Auszüge aus einem Datensatz zum Zeigen auf Objekte:
▼
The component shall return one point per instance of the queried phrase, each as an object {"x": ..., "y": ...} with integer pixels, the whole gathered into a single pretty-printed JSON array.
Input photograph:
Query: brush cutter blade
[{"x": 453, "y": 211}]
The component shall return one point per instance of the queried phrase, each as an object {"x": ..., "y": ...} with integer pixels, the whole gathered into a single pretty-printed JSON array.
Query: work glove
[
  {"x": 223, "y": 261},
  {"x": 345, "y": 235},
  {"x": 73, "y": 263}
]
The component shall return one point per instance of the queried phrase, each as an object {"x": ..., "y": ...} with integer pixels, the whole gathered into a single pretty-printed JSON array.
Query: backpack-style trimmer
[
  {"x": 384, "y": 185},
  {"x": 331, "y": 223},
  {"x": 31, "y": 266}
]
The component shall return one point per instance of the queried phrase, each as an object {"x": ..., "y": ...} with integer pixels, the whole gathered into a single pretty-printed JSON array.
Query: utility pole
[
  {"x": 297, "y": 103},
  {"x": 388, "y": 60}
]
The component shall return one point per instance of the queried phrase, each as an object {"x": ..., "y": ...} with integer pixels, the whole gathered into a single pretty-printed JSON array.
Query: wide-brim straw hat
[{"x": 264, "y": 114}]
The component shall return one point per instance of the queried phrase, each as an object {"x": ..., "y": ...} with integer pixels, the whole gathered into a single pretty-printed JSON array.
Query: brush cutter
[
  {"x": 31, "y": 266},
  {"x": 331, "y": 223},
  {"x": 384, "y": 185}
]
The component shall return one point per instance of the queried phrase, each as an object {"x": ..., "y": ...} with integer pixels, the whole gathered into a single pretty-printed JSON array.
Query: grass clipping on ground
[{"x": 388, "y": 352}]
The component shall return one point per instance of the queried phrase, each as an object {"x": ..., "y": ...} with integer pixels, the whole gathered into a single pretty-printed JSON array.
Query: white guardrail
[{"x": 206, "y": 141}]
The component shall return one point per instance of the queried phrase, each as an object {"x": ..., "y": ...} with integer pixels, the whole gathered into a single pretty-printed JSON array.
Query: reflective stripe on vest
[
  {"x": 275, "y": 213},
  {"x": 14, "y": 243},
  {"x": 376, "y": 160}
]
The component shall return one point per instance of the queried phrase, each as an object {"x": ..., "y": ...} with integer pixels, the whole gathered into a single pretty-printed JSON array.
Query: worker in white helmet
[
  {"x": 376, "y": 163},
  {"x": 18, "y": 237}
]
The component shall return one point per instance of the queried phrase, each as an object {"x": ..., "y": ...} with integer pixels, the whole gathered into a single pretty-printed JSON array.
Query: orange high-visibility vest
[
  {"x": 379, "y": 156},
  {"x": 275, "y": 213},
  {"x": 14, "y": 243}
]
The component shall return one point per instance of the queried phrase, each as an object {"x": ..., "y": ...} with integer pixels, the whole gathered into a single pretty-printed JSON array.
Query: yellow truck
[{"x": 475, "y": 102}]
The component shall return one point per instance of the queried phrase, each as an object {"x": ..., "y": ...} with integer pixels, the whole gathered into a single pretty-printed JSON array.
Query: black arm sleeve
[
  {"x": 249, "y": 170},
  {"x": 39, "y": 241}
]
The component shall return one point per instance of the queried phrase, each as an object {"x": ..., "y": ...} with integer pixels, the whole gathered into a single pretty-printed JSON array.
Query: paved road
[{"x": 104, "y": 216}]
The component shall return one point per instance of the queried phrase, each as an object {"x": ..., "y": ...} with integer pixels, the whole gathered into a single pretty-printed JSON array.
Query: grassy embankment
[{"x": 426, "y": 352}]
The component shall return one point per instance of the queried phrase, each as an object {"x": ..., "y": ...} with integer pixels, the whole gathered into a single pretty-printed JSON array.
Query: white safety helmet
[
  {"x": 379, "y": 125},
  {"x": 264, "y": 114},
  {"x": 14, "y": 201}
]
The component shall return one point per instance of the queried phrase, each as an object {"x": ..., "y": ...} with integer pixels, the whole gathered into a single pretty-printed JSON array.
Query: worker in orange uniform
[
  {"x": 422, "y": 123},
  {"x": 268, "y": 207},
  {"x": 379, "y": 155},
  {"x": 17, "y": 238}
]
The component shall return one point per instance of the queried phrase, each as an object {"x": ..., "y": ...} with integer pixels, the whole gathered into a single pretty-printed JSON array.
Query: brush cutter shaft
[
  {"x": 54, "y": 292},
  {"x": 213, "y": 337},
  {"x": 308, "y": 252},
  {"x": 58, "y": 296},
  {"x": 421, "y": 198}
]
▲
Aufgabe: Gib an, wie viele Zeilen des Materials die Zeichenfolge „white“ enthalten, wobei Groß- und Kleinschreibung zählt. Nenne nur die Zahl.

Richtige Antwort: 3